### Data items

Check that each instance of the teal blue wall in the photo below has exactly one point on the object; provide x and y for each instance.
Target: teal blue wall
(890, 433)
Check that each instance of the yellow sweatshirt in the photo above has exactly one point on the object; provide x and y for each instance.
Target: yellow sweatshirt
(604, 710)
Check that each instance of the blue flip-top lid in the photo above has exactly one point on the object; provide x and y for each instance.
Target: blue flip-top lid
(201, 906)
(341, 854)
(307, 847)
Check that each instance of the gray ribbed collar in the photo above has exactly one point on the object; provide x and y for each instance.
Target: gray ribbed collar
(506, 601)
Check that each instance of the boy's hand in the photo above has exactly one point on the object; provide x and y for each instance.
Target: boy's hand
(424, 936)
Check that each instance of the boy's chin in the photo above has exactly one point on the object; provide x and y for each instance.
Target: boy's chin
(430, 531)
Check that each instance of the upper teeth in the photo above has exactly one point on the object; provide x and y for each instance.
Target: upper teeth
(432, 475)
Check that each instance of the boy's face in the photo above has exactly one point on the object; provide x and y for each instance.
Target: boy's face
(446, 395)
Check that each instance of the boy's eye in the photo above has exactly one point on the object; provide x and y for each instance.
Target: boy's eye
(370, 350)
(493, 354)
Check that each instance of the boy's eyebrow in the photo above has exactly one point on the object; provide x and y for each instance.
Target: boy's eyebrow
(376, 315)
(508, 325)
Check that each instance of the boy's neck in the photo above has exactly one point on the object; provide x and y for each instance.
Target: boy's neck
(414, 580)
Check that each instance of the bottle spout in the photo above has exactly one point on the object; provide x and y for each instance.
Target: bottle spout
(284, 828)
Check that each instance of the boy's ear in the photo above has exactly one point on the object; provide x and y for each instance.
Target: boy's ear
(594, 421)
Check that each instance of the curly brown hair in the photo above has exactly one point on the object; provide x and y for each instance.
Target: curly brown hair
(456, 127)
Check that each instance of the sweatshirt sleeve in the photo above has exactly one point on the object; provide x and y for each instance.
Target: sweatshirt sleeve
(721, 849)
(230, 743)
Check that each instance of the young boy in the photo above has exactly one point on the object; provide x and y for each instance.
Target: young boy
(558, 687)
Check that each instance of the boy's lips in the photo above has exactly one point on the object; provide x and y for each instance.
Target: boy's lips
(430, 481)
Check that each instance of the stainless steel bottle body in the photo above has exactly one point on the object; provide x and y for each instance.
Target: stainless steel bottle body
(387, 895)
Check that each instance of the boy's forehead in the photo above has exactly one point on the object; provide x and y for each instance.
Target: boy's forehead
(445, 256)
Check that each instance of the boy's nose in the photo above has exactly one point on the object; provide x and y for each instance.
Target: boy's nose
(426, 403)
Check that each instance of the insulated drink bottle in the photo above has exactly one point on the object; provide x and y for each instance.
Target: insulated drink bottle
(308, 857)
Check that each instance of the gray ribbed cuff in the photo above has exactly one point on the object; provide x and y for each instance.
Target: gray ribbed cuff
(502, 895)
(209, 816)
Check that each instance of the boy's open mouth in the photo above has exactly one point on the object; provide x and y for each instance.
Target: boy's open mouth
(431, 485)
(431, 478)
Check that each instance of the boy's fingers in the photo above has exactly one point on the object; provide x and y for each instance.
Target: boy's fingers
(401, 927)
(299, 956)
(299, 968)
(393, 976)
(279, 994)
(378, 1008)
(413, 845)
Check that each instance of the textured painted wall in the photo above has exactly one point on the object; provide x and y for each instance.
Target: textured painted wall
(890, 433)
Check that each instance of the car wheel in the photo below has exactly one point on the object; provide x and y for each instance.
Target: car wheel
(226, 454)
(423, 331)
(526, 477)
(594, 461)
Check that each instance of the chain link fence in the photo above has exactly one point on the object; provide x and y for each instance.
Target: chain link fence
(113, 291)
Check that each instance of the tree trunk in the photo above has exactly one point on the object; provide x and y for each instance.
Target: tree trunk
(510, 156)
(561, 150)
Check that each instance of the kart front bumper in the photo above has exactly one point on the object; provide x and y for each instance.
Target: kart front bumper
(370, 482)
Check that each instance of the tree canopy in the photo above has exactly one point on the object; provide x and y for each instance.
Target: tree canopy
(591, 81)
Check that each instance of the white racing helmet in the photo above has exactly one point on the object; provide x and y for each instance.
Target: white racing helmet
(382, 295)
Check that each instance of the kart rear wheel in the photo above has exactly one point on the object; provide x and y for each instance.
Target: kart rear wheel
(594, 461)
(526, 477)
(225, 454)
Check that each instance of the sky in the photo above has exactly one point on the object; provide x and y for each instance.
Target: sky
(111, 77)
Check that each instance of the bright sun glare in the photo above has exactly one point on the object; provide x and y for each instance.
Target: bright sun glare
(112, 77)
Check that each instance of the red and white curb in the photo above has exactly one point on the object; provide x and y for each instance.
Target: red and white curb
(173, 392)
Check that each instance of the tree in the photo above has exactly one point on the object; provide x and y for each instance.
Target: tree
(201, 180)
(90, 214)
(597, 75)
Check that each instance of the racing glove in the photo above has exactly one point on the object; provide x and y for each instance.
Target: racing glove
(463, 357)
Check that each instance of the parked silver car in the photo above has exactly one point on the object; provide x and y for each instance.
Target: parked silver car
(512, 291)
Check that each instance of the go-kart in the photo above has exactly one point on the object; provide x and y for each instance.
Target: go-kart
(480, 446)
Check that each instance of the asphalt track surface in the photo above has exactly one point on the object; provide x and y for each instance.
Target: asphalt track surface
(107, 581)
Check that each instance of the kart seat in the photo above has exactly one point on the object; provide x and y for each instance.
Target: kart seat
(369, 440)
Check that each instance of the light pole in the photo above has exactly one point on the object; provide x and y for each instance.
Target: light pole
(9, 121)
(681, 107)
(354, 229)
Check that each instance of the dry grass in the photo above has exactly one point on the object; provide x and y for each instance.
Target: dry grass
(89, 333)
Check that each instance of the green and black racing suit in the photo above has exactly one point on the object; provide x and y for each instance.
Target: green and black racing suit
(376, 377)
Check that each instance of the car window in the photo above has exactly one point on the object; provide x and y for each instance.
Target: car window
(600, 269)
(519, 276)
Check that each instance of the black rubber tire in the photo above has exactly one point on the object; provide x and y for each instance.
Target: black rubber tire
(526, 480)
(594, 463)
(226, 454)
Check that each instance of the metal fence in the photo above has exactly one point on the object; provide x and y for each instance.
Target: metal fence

### Directions for this task
Rewrite the material above as a JSON list of strings, one string per line with blank lines omitted. Cover only the lines from the one containing "Check that each instance of the light" through the end of the material, inclusive.

### Completed exercise
[
  "Check that each instance of the light pole in the photo above has exactly one point on the object; provide x and y for each instance.",
  "Target: light pole",
  "(9, 121)",
  "(681, 107)",
  "(354, 229)",
  "Check that each instance of the dry grass in the photo above has exactly one point on the object; provide x and y for each instance.",
  "Target: dry grass",
  "(89, 333)",
  "Check that each instance of the green and black racing suit in the photo above has exactly one point on the object; provide x and y for each instance.",
  "Target: green and black racing suit",
  "(376, 377)",
  "Check that each instance of the car window in the photo above has exactly one point on the object; provide x and y for each instance.",
  "Target: car window",
  "(600, 269)",
  "(519, 276)",
  "Check that each instance of the black rubber tire in the photo above has exactly one point on the object; provide x and y for each instance.",
  "Target: black rubber tire",
  "(526, 480)",
  "(594, 463)",
  "(226, 454)",
  "Check that each instance of the metal fence in the photo above has exactly one point on the object; provide x and y for each instance.",
  "Target: metal fence"
]